## SET PROBLEM
Pick out every line in the records below that contains the word "pitched" and copy each such line. Matching is case-sensitive.

## DATA RECORDS
****************
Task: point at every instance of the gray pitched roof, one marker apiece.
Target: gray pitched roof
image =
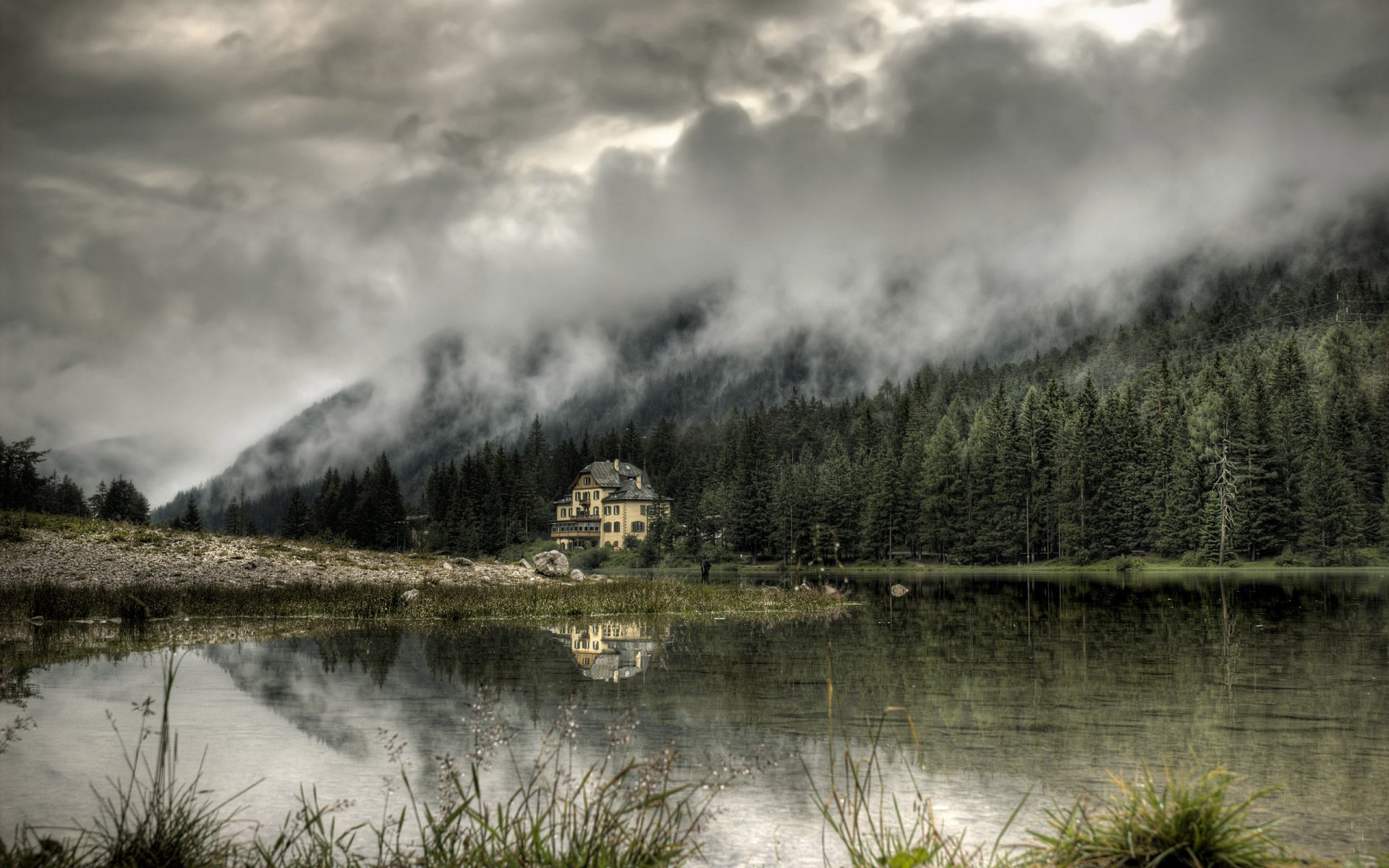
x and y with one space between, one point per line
****************
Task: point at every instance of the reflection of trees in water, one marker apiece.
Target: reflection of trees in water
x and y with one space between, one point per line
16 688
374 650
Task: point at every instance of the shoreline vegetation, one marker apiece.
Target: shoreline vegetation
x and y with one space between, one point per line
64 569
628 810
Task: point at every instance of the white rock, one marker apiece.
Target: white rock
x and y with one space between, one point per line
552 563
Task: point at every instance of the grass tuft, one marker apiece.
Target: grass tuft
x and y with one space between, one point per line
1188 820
****************
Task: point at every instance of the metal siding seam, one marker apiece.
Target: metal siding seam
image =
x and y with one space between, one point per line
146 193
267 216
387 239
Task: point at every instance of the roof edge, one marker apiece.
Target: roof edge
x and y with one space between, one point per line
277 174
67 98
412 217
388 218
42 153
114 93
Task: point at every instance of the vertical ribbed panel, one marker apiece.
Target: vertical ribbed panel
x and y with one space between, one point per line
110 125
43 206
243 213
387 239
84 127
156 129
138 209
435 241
****************
## THE COMPLETED TASK
Task: point at every instance of the gray pitched roof, one marker apiece.
Target: gray pitched roof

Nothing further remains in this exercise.